● Required task A
According to the tankan article, why is the BOJ not expected to raise rates at its April 10-11 policy meeting?

The influential quarterly tankan survey showed the headline diffusion index (DI) for large manufacturers fell for the first time in four quarters to plus 20, compared with the market's forecast of a rise to plus 23 and plus 21 in December.

Materials sectors like steel and textiles were hit by soaring oil and raw materials prices, but the data did little to cool speculation that the BOJ, which last month ended a five-year-old policy of flooding the banking system with excess funds, would soon raise interest rates from present levels near zero.

''I'm expecting the BOJ to end the zero rate policy in July-September, and today's numbers strengthened my conviction,'' said Takehiro Sato, executive director at Morgan Stanley.

''Employment and production capacity indices, which the BOJ closely watches, showed improvements. The output gap is likely narrowing, supporting the BOJ's cause for ending the zero interest rate policy.'' Supporting such views, big manufacturers expected conditions to improve over the next three months, with their outlook DI for June at plus 22.

''The (tankan) outcome was very solid,'' BOJ Governor Toshihiko Fukui told reporters. He added that businesses were seeking a steady economic expansion, which meant that the economic recovery would last for a long time.

Japanese government bond (JGB) yields, which have been rising steeply since the March 9 BOJ policy change, extended gains after the tankan. The benchmark 10-year yield rose to 1.845 percent, hitting its highest level since August 2004.

The BOJ next holds a monetary policy meeting on April 10-11, although it is not expected to raise rates just yet as it has yet to finish mopping up excess liquidity in the money market that was left as the legacy of quantitative easing.

Companies however are wary of rising borrowing costs. The tankan DI for big firms' borrowing rates jumped to plus 10 in March from plus 2 in December -- the highest reading since September 2003 and indicating that more firms believe borrowing costs will rise.

● Required task B
Put the collection entries from the line containing "of the roof" through the end of the collection entries into a numbered list, leaving out blank lines.

● Collection entries

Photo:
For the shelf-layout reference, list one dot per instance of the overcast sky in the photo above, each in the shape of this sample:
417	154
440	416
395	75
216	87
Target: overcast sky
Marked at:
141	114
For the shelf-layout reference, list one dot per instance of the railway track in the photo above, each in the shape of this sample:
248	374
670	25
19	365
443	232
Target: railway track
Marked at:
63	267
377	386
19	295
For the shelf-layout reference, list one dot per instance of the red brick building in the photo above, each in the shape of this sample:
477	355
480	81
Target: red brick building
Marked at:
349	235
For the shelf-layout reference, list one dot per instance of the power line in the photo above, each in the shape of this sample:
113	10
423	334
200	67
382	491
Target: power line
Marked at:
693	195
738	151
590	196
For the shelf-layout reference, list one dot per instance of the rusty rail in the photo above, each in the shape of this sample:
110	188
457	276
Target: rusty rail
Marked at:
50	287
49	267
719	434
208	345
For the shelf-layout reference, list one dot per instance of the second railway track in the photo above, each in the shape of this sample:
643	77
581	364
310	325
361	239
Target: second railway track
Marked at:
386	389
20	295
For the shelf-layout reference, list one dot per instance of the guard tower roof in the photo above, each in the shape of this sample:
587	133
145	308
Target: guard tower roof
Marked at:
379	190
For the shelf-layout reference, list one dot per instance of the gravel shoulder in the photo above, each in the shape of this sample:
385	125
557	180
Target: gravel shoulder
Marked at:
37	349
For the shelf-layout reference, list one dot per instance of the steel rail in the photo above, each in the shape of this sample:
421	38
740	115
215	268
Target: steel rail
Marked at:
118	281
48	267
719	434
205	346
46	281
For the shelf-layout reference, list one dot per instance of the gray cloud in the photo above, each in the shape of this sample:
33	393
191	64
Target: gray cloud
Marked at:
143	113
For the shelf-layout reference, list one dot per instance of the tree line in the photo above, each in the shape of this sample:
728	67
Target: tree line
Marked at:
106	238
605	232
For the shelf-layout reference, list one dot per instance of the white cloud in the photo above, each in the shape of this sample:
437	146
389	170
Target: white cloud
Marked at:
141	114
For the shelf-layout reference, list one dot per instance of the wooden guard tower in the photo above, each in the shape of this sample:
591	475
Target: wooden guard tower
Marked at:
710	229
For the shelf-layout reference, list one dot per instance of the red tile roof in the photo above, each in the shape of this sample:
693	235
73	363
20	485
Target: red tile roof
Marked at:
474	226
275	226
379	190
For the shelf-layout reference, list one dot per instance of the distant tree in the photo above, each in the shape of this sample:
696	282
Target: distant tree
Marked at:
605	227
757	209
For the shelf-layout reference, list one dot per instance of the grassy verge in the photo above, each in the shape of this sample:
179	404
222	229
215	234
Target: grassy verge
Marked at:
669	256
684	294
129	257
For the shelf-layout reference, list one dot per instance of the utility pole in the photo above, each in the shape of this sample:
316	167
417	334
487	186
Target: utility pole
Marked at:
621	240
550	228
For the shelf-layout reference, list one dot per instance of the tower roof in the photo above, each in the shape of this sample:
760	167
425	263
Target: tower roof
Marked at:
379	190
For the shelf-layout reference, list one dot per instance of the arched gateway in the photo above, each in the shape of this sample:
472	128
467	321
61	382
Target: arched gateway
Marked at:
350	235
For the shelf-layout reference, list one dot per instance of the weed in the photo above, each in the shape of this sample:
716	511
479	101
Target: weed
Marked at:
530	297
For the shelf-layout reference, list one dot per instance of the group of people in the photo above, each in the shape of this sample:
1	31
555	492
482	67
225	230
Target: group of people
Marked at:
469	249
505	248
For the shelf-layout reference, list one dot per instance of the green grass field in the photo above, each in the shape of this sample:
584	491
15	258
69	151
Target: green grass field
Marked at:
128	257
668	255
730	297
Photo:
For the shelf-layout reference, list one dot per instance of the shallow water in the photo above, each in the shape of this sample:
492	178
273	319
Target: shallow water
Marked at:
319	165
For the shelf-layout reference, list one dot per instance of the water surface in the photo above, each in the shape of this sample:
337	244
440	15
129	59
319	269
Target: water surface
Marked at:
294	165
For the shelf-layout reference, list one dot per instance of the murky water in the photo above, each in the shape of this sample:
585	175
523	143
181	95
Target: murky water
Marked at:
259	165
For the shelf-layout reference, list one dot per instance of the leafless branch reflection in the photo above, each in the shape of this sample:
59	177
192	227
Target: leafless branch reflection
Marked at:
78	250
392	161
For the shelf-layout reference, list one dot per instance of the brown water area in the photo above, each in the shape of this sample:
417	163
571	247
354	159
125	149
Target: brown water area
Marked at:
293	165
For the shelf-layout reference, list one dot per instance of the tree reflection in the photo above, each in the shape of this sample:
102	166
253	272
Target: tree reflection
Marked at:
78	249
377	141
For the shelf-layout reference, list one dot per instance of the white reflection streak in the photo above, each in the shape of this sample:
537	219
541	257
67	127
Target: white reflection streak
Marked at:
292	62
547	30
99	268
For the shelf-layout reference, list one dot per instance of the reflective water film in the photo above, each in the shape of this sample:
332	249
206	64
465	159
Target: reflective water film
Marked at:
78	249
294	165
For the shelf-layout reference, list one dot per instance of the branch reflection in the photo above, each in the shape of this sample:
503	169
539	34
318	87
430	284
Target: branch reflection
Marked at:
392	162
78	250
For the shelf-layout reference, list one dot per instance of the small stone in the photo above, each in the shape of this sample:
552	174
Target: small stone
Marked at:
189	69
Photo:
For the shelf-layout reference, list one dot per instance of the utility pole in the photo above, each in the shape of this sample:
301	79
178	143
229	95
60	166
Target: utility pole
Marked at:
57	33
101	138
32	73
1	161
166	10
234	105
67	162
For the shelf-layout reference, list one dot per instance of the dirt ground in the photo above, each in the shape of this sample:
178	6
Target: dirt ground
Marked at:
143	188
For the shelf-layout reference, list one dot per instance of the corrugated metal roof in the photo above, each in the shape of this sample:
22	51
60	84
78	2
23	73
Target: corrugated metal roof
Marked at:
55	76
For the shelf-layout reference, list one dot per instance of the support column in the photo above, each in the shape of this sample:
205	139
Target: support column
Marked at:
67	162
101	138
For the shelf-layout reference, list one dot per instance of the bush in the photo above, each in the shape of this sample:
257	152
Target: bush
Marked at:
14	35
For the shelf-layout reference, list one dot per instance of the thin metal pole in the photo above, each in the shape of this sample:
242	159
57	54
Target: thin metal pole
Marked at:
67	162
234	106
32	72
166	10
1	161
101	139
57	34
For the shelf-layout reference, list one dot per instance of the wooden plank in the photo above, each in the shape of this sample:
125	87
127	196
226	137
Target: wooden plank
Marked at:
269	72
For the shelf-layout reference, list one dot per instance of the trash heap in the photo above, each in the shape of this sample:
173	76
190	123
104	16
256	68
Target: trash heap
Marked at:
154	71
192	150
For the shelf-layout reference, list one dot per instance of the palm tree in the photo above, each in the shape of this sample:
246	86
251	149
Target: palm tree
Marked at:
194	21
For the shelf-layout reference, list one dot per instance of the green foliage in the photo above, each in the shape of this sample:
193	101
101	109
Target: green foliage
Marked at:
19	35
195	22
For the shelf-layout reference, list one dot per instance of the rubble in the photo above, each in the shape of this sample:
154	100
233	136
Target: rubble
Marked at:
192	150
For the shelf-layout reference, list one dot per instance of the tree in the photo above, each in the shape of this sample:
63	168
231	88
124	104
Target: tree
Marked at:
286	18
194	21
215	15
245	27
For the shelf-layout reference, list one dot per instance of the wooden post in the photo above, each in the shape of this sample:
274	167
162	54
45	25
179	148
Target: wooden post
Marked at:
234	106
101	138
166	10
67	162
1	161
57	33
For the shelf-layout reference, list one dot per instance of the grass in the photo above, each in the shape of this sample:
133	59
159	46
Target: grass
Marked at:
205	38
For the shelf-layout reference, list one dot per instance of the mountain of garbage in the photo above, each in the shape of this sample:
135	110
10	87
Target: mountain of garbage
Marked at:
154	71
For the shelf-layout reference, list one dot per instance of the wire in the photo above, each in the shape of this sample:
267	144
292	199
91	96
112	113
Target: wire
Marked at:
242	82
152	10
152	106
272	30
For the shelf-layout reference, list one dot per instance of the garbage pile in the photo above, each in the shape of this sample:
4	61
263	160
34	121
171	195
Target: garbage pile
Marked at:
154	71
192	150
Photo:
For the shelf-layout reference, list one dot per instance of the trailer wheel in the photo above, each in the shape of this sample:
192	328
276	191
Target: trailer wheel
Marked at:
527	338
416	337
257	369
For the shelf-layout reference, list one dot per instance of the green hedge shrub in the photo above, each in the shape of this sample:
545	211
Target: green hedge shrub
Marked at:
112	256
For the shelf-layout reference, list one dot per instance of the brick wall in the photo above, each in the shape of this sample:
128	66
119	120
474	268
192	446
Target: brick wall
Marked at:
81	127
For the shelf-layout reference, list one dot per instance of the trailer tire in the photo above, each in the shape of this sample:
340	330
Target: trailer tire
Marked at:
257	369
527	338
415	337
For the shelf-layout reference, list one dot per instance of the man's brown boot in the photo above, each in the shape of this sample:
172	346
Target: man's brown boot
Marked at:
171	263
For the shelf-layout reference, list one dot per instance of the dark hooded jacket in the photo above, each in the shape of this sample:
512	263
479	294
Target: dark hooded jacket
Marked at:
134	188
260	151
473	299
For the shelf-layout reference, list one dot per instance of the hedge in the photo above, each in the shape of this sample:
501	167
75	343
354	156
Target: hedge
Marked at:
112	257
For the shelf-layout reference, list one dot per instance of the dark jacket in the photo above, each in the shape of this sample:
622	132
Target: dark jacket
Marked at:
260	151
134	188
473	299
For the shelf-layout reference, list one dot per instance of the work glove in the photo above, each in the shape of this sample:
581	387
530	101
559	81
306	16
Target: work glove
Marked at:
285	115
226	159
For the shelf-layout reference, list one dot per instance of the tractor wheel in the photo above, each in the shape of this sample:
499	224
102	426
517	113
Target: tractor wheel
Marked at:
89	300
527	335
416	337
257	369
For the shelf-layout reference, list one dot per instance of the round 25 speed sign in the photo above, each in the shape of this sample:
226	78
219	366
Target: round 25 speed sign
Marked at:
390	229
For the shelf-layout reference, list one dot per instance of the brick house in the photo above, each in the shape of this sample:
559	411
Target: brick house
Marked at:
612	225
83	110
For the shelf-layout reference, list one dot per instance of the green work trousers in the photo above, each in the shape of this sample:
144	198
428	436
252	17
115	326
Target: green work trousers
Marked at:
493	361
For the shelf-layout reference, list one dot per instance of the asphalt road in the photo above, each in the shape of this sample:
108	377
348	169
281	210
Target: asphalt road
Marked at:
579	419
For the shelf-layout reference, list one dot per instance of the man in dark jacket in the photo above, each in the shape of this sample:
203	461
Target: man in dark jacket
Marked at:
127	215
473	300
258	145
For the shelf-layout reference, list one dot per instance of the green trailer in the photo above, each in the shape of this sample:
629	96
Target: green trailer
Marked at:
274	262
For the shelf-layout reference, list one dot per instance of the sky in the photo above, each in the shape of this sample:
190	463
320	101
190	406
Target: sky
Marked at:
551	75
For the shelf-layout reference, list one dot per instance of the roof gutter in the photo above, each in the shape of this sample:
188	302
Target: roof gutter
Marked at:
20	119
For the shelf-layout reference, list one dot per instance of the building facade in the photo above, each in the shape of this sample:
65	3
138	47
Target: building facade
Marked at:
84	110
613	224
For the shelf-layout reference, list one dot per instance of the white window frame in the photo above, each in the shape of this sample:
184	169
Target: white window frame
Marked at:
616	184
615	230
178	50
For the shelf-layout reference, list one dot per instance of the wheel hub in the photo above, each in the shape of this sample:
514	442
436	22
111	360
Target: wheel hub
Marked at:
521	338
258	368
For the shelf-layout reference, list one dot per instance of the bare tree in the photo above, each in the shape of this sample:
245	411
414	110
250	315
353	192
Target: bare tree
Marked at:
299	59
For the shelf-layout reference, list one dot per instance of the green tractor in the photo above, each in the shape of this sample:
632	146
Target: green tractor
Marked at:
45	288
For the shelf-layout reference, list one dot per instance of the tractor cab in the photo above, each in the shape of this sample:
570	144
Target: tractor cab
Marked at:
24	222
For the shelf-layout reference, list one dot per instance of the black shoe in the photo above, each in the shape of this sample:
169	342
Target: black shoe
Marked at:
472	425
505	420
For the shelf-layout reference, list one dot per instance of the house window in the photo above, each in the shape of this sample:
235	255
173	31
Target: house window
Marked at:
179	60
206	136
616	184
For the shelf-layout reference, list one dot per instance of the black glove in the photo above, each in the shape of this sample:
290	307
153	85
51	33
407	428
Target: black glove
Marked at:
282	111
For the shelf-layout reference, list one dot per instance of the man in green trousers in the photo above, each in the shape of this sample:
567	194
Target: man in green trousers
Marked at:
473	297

● Full response A
The BOJ has not yet finished mopping up the excess liquidity in the money market that quantitative easing left behind, so a rate increase at that meeting is not expected.

● Full response B
1. For the shelf-layout reference, list one dot per instance of the roof gutter in the photo above, each in the shape of this sample:
2. 188	302
3. Target: roof gutter
4. Marked at:
5. 20	119
6. For the shelf-layout reference, list one dot per instance of the building facade in the photo above, each in the shape of this sample:
7. 65	3
8. 138	47
9. Target: building facade
10. Marked at:
11. 84	110
12. 613	224
13. For the shelf-layout reference, list one dot per instance of the white window frame in the photo above, each in the shape of this sample:
14. 184	169
15. Target: white window frame
16. Marked at:
17. 616	184
18. 615	230
19. 178	50
20. For the shelf-layout reference, list one dot per instance of the wheel hub in the photo above, each in the shape of this sample:
21. 514	442
22. 436	22
23. 111	360
24. Target: wheel hub
25. Marked at:
26. 521	338
27. 258	368
28. For the shelf-layout reference, list one dot per instance of the bare tree in the photo above, each in the shape of this sample:
29. 245	411
30. 414	110
31. 250	315
32. 353	192
33. Target: bare tree
34. Marked at:
35. 299	59
36. For the shelf-layout reference, list one dot per instance of the green tractor in the photo above, each in the shape of this sample:
37. 632	146
38. Target: green tractor
39. Marked at:
40. 45	288
41. For the shelf-layout reference, list one dot per instance of the tractor cab in the photo above, each in the shape of this sample:
42. 570	144
43. Target: tractor cab
44. Marked at:
45. 24	222
46. For the shelf-layout reference, list one dot per instance of the black shoe in the photo above, each in the shape of this sample:
47. 169	342
48. Target: black shoe
49. Marked at:
50. 472	425
51. 505	420
52. For the shelf-layout reference, list one dot per instance of the house window in the photo above, each in the shape of this sample:
53. 235	255
54. 173	31
55. Target: house window
56. Marked at:
57. 179	60
58. 206	136
59. 616	184
60. For the shelf-layout reference, list one dot per instance of the black glove in the photo above, each in the shape of this sample:
61. 290	307
62. 153	85
63. 51	33
64. 407	428
65. Target: black glove
66. Marked at:
67. 282	111
68. For the shelf-layout reference, list one dot per instance of the man in green trousers in the photo above, each in the shape of this sample:
69. 567	194
70. Target: man in green trousers
71. Marked at:
72. 473	297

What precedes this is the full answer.